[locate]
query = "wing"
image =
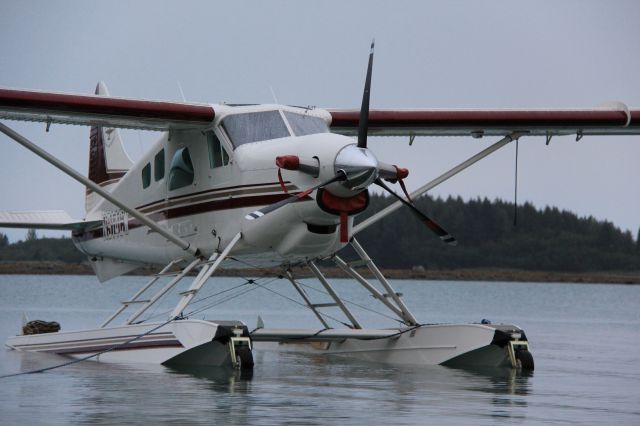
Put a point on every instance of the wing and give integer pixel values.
(93, 110)
(612, 119)
(50, 219)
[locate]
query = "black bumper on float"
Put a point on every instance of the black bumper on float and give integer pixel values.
(508, 348)
(514, 340)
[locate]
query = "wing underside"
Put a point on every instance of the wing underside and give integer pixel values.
(92, 110)
(49, 219)
(611, 119)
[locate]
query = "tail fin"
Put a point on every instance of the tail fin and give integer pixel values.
(108, 161)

-.-.-

§ **EXERCISE INSTRUCTIONS**: Edit the lines above, changing "tail fin" to "vertical stabilizer" and leaving everything else unchanged. Omit the pictures from your answer.

§ **WORKED SOLUTION**:
[locate]
query = "wing"
image =
Put a point on every instance of the wing and give integer pixel values.
(93, 110)
(612, 119)
(50, 219)
[locate]
query = "black bumper on float"
Put a point on every instance of the black bumper on float and give integer pixel values.
(508, 348)
(514, 340)
[locate]
query = "wing underside"
Put a point on every instance of the wing underside and give integer pixel values.
(92, 110)
(49, 219)
(611, 119)
[locate]
query = "vertical stabilizer"
Put a point on every instance of the vertical stabilizer and give integer pixel values.
(108, 161)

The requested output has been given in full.